According to the article on the Cargill meatpacking workers' contract, what share of Canada's beef does the High River plant process?

• [Excerpted text]:
______________________________
Canadian Meatpacking Workers Just Won a Historic Union Contract

The meatpacking company Cargill didn’t lift a finger when a massive COVID outbreak left half its workers in High River, Alberta, ill. The business’s unwillingness to take employees’ health seriously motivated workers to fight for — and win — a new contract.

Cargill Beef Plant With 20% Of Alberta's Virus Cases Reopens

Workers wearing protective masks stand outside the Cargill beef plant in High River, Alberta, Canada, on Monday, May 4, 2020. (Alex Ramadan / Bloomberg via Getty Images)


At the beginning of December, workers at the Cargill meatpacking plant in High River, Alberta, reached a last-minute deal with the Minnesota-based company. The deal narrowly averted a planned strike and retaliatory lockout. The plant is infamous for being the site of one of North America’s largest workplace COVID-19 outbreaks.

Almost half of the two-thousand-strong workforce at the High River plant, which processes 40 percent of Canada’s beef, tested positive for COVID in April 2020. The outbreak led to the deaths of workers Benito Quesada and Hiep Bui. The casualties extended beyond the walls of Cargill’s meatpacking plant. Armando Sallegue, who had flown in from the Philippines to visit his son who worked at the plant, also died from the infection.

Quesada’s death is under criminal investigation for alleged negligence. Cargill kept the plant running, in spite of pleas from the union and the local Filipino community, from which Cargill disproportionately draws its ranks, ignoring their calls to close the plant for two weeks to avoid a massive outbreak. The inquiry is the first instance of a criminal probe related to a COVID outbreak in Canada.
______________________________
• [Source material]:

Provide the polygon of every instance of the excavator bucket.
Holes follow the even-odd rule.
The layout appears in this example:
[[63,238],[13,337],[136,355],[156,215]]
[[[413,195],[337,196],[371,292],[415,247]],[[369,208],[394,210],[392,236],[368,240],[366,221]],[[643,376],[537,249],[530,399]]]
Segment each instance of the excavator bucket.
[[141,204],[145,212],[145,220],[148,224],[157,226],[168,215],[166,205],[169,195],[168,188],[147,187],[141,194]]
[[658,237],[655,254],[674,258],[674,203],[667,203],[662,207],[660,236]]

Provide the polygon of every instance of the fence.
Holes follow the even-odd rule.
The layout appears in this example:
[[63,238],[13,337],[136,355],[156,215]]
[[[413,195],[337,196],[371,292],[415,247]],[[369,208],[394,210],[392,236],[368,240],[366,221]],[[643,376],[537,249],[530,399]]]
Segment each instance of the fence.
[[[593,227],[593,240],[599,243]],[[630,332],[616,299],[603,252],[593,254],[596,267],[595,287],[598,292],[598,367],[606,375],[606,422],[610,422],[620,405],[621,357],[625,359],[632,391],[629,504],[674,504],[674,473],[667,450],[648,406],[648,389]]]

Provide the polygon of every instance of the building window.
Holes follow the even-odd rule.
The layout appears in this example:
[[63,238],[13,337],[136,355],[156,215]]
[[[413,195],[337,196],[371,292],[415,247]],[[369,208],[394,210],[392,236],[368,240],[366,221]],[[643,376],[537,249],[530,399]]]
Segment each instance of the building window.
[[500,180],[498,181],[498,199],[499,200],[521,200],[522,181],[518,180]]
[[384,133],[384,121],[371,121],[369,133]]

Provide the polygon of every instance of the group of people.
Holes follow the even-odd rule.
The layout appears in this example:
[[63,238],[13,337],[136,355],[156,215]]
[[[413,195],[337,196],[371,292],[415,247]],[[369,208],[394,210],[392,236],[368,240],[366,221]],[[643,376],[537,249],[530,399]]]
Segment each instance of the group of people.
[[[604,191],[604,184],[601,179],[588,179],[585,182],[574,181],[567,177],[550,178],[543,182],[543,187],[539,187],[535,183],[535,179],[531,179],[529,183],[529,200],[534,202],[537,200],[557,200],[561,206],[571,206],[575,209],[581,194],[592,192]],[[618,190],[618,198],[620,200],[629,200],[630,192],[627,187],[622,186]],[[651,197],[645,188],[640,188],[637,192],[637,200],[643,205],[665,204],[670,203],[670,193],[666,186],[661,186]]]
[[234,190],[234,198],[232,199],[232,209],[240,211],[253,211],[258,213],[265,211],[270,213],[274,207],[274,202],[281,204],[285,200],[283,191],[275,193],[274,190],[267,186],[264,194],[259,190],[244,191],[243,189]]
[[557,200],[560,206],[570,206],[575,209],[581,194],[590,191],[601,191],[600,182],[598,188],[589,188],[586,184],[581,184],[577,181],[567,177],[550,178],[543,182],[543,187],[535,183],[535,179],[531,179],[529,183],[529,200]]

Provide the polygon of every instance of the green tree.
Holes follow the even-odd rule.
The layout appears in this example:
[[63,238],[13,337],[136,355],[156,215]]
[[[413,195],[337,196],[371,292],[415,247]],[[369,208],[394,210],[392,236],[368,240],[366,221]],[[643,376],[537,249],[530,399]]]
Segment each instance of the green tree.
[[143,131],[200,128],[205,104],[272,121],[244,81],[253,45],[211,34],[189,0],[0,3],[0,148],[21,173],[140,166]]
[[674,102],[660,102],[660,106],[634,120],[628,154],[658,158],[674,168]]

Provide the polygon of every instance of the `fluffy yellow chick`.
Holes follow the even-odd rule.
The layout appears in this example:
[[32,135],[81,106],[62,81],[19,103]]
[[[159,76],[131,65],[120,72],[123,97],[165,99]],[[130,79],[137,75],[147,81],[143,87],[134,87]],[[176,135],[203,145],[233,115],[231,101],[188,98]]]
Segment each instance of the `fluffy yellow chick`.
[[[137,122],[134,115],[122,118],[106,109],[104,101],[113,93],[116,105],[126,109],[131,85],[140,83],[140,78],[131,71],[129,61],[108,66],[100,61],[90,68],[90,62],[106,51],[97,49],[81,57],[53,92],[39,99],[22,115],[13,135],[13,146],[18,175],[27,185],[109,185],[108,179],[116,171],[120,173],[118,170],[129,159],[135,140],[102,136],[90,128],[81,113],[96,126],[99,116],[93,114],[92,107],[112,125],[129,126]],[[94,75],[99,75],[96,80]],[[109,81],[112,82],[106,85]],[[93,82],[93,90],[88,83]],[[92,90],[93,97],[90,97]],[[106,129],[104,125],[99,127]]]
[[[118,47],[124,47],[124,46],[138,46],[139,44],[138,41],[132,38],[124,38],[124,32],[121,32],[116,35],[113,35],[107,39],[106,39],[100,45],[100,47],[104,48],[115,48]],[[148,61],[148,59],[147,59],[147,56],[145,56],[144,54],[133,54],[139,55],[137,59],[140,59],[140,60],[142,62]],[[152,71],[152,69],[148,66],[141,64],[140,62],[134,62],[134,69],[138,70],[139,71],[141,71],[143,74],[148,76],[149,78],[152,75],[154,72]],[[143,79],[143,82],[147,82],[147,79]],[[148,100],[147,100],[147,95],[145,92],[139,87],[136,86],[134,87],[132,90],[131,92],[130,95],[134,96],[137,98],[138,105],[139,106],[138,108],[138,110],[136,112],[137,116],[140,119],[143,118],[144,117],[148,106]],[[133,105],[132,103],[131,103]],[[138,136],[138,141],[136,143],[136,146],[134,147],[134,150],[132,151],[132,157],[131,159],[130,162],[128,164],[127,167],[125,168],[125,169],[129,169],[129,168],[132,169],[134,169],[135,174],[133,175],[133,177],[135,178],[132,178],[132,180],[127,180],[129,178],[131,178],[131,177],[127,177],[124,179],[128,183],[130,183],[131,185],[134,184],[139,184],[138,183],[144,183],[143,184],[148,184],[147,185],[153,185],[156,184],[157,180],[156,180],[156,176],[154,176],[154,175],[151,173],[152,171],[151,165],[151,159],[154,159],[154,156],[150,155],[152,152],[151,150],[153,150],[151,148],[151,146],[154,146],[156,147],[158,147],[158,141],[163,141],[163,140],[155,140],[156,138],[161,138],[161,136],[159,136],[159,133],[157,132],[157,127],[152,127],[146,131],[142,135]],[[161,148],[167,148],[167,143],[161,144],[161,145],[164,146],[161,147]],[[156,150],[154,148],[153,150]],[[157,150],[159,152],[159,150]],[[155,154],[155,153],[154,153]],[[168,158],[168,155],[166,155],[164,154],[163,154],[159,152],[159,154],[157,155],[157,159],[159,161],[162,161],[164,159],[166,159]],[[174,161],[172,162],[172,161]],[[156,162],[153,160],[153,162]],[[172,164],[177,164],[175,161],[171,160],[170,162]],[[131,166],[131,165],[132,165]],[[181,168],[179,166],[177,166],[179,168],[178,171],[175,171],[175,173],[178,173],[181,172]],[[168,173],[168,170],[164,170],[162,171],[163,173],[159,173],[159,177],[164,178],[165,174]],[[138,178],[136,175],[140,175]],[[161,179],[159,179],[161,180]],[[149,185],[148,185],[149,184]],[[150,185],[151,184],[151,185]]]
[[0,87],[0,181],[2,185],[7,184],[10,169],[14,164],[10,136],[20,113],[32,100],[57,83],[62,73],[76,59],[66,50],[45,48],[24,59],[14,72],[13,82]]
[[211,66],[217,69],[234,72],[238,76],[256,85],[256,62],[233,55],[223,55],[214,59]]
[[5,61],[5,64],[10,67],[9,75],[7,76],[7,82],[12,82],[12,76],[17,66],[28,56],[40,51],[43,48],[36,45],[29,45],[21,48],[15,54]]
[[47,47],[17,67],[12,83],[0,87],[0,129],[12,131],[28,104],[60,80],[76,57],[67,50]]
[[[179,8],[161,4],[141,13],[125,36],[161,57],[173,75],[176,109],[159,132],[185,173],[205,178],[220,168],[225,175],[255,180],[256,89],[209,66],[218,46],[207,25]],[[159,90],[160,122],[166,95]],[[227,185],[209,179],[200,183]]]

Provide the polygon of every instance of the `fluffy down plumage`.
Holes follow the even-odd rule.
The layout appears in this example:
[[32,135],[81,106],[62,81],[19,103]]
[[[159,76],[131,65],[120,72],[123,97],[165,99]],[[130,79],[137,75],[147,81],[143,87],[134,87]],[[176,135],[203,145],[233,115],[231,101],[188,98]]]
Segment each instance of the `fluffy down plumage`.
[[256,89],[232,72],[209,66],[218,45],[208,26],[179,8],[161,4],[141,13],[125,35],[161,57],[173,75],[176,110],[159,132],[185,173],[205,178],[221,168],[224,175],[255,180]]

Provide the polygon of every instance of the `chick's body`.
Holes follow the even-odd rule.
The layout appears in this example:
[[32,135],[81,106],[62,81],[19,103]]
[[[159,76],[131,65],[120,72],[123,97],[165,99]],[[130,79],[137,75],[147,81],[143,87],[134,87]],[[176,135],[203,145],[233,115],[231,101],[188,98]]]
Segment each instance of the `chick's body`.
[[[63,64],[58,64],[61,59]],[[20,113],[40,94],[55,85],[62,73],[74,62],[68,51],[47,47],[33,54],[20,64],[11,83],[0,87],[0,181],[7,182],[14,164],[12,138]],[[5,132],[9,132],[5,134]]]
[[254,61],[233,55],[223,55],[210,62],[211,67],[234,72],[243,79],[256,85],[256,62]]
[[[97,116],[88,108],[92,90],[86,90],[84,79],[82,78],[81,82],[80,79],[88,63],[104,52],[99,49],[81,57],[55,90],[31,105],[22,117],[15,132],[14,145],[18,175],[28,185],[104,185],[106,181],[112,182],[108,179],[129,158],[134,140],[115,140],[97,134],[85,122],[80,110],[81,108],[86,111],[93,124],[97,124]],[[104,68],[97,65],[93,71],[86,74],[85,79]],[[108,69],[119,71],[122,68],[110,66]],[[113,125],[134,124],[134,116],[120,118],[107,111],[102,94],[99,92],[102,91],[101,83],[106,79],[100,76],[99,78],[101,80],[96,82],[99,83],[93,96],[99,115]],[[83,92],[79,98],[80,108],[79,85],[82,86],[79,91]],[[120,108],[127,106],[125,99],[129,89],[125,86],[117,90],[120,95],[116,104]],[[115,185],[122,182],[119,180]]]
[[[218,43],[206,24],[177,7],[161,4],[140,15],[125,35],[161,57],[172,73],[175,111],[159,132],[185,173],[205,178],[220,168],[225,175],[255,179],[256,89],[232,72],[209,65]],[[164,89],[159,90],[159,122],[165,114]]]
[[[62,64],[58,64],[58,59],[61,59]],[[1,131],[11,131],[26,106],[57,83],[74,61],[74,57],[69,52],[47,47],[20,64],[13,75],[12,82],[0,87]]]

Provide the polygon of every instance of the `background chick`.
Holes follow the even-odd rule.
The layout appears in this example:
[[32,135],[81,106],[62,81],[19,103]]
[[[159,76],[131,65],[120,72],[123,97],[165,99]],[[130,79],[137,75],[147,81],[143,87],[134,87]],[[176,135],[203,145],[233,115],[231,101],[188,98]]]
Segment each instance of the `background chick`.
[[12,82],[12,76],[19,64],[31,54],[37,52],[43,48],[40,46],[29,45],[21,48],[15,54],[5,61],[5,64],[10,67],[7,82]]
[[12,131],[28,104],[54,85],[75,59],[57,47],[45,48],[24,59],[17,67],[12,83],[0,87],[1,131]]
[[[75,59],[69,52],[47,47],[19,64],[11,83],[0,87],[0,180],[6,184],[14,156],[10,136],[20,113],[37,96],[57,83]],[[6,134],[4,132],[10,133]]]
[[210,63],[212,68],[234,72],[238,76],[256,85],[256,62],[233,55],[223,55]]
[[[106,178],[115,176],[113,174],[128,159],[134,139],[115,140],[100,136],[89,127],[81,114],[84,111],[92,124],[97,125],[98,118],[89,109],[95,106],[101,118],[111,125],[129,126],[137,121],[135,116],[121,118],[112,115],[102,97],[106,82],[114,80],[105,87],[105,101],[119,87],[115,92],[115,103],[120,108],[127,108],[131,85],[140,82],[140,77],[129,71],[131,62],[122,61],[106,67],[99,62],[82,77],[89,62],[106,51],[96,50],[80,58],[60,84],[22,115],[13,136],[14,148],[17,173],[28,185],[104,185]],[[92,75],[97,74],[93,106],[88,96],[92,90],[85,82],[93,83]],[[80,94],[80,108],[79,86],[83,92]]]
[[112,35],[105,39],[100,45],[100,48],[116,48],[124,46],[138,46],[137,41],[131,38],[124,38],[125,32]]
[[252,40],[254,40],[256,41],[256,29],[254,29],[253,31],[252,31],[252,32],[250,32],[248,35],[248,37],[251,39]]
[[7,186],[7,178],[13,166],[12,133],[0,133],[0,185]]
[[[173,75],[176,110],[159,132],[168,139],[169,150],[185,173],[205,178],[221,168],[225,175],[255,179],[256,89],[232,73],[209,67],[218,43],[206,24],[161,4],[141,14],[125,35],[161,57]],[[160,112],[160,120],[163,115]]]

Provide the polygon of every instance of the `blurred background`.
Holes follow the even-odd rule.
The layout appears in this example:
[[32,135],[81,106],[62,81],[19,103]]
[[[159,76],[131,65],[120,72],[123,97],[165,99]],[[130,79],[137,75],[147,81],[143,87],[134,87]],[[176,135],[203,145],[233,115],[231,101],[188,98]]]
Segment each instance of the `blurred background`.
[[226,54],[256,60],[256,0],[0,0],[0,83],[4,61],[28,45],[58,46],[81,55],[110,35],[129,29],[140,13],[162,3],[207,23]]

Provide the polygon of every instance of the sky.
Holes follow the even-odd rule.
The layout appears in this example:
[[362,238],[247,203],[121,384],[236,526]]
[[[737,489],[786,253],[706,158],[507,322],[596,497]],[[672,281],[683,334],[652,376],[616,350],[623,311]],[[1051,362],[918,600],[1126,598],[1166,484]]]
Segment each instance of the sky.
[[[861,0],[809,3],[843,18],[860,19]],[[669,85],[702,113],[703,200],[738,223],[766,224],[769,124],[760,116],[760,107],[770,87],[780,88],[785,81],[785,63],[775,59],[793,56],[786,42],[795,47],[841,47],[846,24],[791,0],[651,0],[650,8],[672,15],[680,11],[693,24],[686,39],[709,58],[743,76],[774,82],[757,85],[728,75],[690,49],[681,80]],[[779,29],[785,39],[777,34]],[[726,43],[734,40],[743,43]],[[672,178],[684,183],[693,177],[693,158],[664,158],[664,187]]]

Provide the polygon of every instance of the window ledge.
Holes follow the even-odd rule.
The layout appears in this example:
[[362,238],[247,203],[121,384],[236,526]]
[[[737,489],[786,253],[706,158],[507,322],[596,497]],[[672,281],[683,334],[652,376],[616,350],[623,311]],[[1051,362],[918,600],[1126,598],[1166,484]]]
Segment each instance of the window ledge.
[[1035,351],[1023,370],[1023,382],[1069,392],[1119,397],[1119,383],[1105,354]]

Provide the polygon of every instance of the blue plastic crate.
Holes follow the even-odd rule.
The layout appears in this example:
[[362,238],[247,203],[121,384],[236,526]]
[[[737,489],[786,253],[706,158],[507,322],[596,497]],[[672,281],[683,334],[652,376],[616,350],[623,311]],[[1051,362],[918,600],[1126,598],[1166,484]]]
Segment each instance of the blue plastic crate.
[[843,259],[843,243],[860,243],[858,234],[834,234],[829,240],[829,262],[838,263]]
______________________________
• [Reply]: 40 percent